» **Text provided**:
_ _ _ _

The Supervisory (.sup) File

This document describes supervisory file format and features.

Overview of Top-Level Supervisory Structure

Supervisory files are easiest to understand as nested structures. The outermost part gives information that will characterize the entire simulation--the rate and population files used and the parameter settings--and the control commands. It's probably a good idea to set all parameters in the top level file and provide source information (as comments) for all lower-level files (which typically contain rate sets), just to make sure that the simulation can be reproduced.

Any number of simulation segments can be nested within this outermost structure. A "simulation segment" refers to a period of simulated time under which a specific rate regime holds sway (hence the close association between segments and distinct rate files). For example, one might wish to model a population that experienced 100 years under a high fertility/high mortality regime and then underwent a demographic transition to low fertility/low mortality rates. Such a simulation would require two simulation segments. Modeling the kinship struture of a country with a census (and a new rate set) every 10 years could be done with as many 10-year segments, each with a distinct set of rates, as necessary.

_ _ _ _

» **Exercise 1**: List every item that the supervisory file description says the outermost part of a supervisory file provides.
» **Exercise 2**: Copy the record below word for word, leaving out its picture.

_ _ _ _

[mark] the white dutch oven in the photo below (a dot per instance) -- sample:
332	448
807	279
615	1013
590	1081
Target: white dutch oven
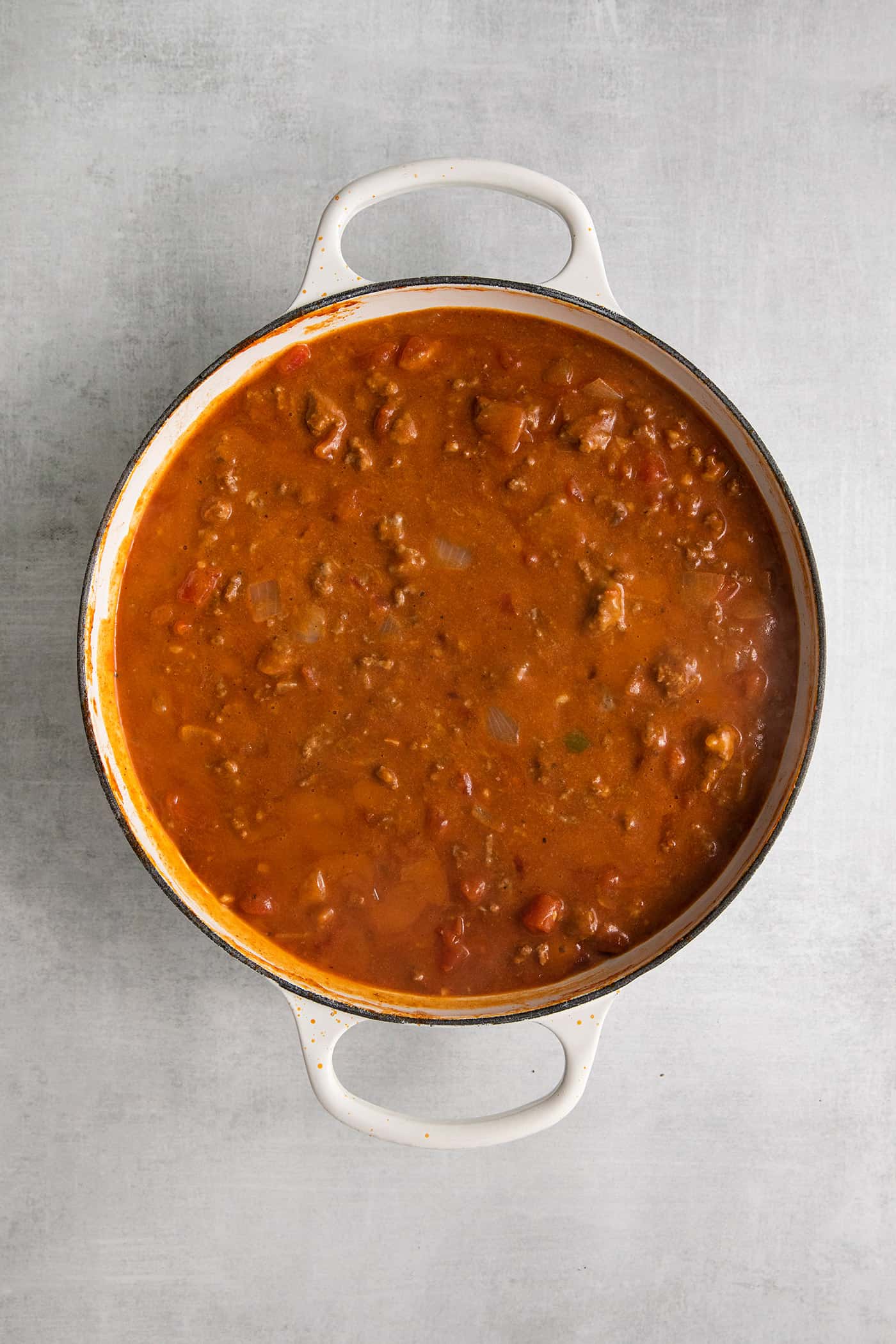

_ _ _ _

» **Final result 1**:
- The rate files used
- The population files used
- The parameter settings
- The control commands

» **Final result 2**:
[mark] the white dutch oven in the photo below (a dot per instance) -- sample:
332	448
807	279
615	1013
590	1081
Target: white dutch oven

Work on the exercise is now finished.